Tokyo Olympics: Ethiopia’s Selemon Barega wins first track gold

Ethiopia’s Selemon Barega upset world champion and world record holder Joshua Cheptegei to claim 10,000m gold in Tokyo’s first athletics final.

World 5,000m silver medallist Barega surged clear on the final lap’s back straight and refused to be reeled in, winning in 27 minutes 43.22 seconds.

Cheptegei responded sluggishly to Barega’s initial break, but finished second, 0.41 seconds back.

Britain’s Marc Scott was 14th, while compatriot Sam Atkin dropped out.

Scott and Atkin were competing in the place of Rio 2016 champion Mo Farah, who failed to qualify for the British team after making a return to the track following a three-year absence concentrating on marathon.

Uganda’s Cheptegei set world records in three different events across track and road in 2020, polishing his reputation after a commanding 10,000m success at Doha 2019.

However the 24-year-old has rarely raced in 2021, with patchy results.

Barega, whose promise has been clear since the 21-year-old won a world Under-20 5,000m title aged just 16, brings the title back to Ethiopia for the first time since Farah’s triumph at London 2012.

Compatriots Haile Gebrselassie and Kenenisa Bekele won back-to-back title at Atlanta 1996 and Sydney 2000 and Athens 2004 and Beijing 2008 respectively. Uganda’s Jacob Kiplimo took the bronze.

Eilish McColgan
McColgan suffered several bumps and trips in congested 5,000m heat field

Earlier in the afternoon, British trio Eilish McColgan, Amy-Louise Markovc and Jessica Judd failed to make it out of the 5,000m heats.

McColgan, whose mother won the 10,000m world title in the Japanese capital 30 years ago, said a physical race had taken a mental toll on her.

== == ==

▶ _EXERCISE SET_:
(1) Shorten the paragraph of the race report that begins "Scott and Atkin were competing", keeping its main facts.
(2) Please say whether each statement agrees with the race report, answering yes or no and quoting the words that decide it: (a) Barega won in 27 minutes 43.22 seconds. (b) Cheptegei finished third. (c) McColgan advanced past the 5,000m heats.
(3) Extend the race report from its final sentence with a few more sentences.

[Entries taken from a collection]
== == ==

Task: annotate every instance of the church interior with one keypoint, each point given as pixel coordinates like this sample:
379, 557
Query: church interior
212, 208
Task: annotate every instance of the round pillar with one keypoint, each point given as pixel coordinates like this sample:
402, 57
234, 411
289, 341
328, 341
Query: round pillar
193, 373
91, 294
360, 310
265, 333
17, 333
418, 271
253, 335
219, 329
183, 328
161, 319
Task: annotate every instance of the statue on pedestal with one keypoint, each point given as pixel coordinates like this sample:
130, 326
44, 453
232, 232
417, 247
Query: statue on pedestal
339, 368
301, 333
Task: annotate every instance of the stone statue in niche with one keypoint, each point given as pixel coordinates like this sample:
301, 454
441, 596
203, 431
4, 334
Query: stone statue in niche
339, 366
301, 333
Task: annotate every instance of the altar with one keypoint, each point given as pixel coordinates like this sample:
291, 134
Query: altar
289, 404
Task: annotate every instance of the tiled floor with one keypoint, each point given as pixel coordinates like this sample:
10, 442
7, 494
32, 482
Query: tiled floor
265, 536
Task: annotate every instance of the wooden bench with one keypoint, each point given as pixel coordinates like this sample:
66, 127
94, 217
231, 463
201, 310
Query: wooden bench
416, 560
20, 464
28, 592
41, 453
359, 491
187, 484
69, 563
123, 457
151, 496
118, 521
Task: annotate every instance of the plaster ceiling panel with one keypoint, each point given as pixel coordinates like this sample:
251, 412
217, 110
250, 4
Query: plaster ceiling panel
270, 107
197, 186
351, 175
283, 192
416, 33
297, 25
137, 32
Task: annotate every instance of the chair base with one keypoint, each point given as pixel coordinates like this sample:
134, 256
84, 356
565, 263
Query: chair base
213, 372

== == ==

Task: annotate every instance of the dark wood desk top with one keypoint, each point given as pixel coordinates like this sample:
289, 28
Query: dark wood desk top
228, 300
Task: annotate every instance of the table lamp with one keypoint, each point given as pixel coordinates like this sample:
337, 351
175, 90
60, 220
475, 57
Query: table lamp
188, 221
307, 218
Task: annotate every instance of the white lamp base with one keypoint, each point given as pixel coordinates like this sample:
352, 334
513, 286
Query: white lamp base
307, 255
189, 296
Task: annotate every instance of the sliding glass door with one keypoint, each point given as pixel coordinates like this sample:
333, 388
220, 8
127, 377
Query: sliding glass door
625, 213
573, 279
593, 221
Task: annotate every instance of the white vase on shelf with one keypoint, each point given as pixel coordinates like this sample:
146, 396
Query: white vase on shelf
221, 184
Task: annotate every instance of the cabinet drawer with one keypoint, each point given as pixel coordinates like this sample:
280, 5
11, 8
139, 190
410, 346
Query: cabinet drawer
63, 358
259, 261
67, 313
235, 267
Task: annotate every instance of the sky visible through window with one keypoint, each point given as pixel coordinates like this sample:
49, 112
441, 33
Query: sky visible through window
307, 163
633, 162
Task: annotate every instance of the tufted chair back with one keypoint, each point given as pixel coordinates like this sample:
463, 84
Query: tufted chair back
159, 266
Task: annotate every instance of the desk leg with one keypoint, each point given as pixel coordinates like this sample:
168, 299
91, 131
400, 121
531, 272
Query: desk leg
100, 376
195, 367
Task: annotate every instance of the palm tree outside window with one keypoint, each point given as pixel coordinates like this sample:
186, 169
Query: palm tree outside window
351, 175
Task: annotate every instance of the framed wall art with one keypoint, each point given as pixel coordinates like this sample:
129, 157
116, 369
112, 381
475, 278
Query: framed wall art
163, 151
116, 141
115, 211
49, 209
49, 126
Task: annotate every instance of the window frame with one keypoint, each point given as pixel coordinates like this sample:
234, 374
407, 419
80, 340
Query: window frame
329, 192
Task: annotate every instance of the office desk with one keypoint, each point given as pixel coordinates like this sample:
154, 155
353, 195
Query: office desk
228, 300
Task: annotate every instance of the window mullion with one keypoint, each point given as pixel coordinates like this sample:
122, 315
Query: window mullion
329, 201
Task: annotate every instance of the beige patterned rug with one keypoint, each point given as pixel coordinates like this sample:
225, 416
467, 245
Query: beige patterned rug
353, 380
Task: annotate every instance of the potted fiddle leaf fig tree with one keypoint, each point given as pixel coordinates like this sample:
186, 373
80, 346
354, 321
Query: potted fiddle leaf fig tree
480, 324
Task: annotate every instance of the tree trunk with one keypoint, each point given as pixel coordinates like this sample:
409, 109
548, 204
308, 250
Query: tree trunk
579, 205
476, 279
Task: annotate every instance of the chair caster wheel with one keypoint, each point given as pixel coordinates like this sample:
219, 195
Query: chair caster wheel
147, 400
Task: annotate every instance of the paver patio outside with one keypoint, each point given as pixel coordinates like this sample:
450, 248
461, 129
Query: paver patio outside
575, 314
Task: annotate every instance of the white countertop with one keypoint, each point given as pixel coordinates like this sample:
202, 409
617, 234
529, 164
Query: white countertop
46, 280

== == ==

▶ _EXPECTED OUTPUTS_:
(1) Scott and Atkin ran in place of Rio 2016 champion Mo Farah, who did not qualify for the British team after returning to the track from three years focused on marathon.

(2)
(a) Yes: "winning in 27 minutes 43.22 seconds."
(b) No: "but finished second, 0.41 seconds back."
(c) No: "British trio Eilish McColgan, Amy-Louise Markovc and Jessica Judd failed to make it out of the 5,000m heats."

(3)
“I was shouting at them saying, ‘stop clipping me, stop clipping me;. Every single lap,” she said.

“I was constantly aware, I knew I was going to go down, I could just sense that someone was going to go down. That made me anxious, and I had no energy.

“It’s nuts, it is so far off my best, if someone had told me I’d have done that time, I would have thought I’d lose a leg doing that time.”

Sophie McKinna, who became the first British woman in 36 years to make a world shot put final at Doha 2019, could not make the same stage in Tokyo.

McKinna, who was one of the British athletes who had to self-isolate as a precaution after a Covid case on their flight to Tokyo, couldn’t improve on an opening attempt of 17.81m – 80cm short of her personal best.

Britain will be involved in the first Olympic mixed 4x400m relay tomorrow however after Cameron Chalmers, Zoey Clark, Emily Diamond and Lee Thompson were one of two fastest quartets outside of the automatic qualifying spots.

The Netherlands’ Sifan Hassan, attempting an unprecedented Olympic distance treble, won her opening outing on the track with a comfortable victory in her 5,000m heat. She also plans to compete in the 1500m and 10,000m, events in which she is world champion.